• _任务_:
**1.** 阅读材料的 HINT 部分提醒了什么？
**2.** 请把阅读材料中的 "One type of operation is to add some given number to each number in a given interval." 译成中文。

• _阅读材料_:

==============================

You have N integers, A1, A2, ... , AN. You need to deal with two kinds of operations. One type of operation is to add some given number to each number in a given interval. The other is to ask for the sum of numbers in a given interval. 

Input

The first line contains two numbers N and Q. 1 ≤ N,Q ≤ 100000. 
The second line contains N numbers, the initial values of A1, A2, ... , AN. -1000000000 ≤ Ai ≤ 1000000000. 
Each of the next Q lines represents an operation. 
"C a b c" means adding c to each of Aa, Aa+1, ... , Ab. -10000 ≤ c ≤ 10000. 
"Q a b" means querying the sum of Aa, Aa+1, ... , Ab. 

Output

You need to answer all Q commands in order. One answer in a line. 

 

Sample Input

10 5
1 2 3 4 5 6 7 8 9 10
Q 4 4
Q 1 10
Q 2 4
C 3 6 3
Q 2 4

Sample Output

4
55
9
15

HINT

The sums may exceed the range of 32-bit integers. 

Source

题解：其实就是个英文版的线段树模板题，连乘法覆盖啥的都没有，也就是说所有的修改操作压根就没有顺序之分，可以爱怎么瞎搞怎么瞎搞= = 

PS：话说我的线段树居然全方位怒踩树状数组是什麽节奏啊啊啊QAQ（上面的是树状数组，下面的是线段树）

树状数组：

/**************************************************************
    Problem: 3212
    User: HansBug
    Language: Pascal
    Result: Accepted
    Time:268 ms
    Memory:15852 kb
****************************************************************/
 
var
   b,c:array[0..1000005] of int64;
   i,j,k,l,m,n:longint;a1:int64;ch:char;
procedure addb(x:longint;y:int64);
          begin
               while x>0 do
                     begin
                          inc(b[x],y);
                          dec(x,x and (-x));
                     end;
          end;
procedure addc(x:longint;y:int64);
          var z:int64;
          begin
               z:=x;if x=0 then exit;
               while x<=n do
                     begin
                          inc(c[x],z*y);
                          inc(x,x and (-x));
                     end;
          end;
function sumb(x:longint):int64;
         begin
              sumb:=0;if x=0 then exit;
              while x<=n do
                    begin
                         inc(sumb,b[x]);
                         inc(x,x and (-x));
                    end;
         end;
function sumc(x:longint):int64;
         begin
              sumc:=0;
              while x>0 do
                    begin
                         inc(sumc,c[x]);
                         dec(x,x and (-x));
                    end;
         end;
function summ(x:longint):int64;
         begin
              exit(sumb(x)*int64(x)+sumc(x-1));
         end;
procedure add(x,y:longint;z:int64);
          begin
               addb(y,z);addc(y,z);
               addb(x-1,-z);addc(x-1,-z);
          end;
function sum(x,y:longint):int64;
         begin
              exit(summ(y)-summ(x-1));
         end;
begin
     readln(n,m);
     fillchar(b,sizeof(b),0);
     fillchar(c,sizeof(c),0);
     for i:=1 to n do
         begin
              read(a1);
              add(i,i,a1);
         end;readln;
     for i:=1 to m do
         begin
              read(ch);
              case upcase(ch) of
                   'Q':begin
                            readln(j,k);
                            writeln(sum(j,k));
                   end;
                   'C':begin
                            readln(j,k,a1);
                            add(j,k,a1);
                   end;
              end;
         end;
end.

==============================

• _数据摘录_:
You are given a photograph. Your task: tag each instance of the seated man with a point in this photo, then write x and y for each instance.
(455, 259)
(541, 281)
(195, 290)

==============================

• _逐题解答_:
**1.** 求和结果可能超出32位整数的范围。

**2.** 一种操作是给指定区间内的每个数都加上某个给定的数。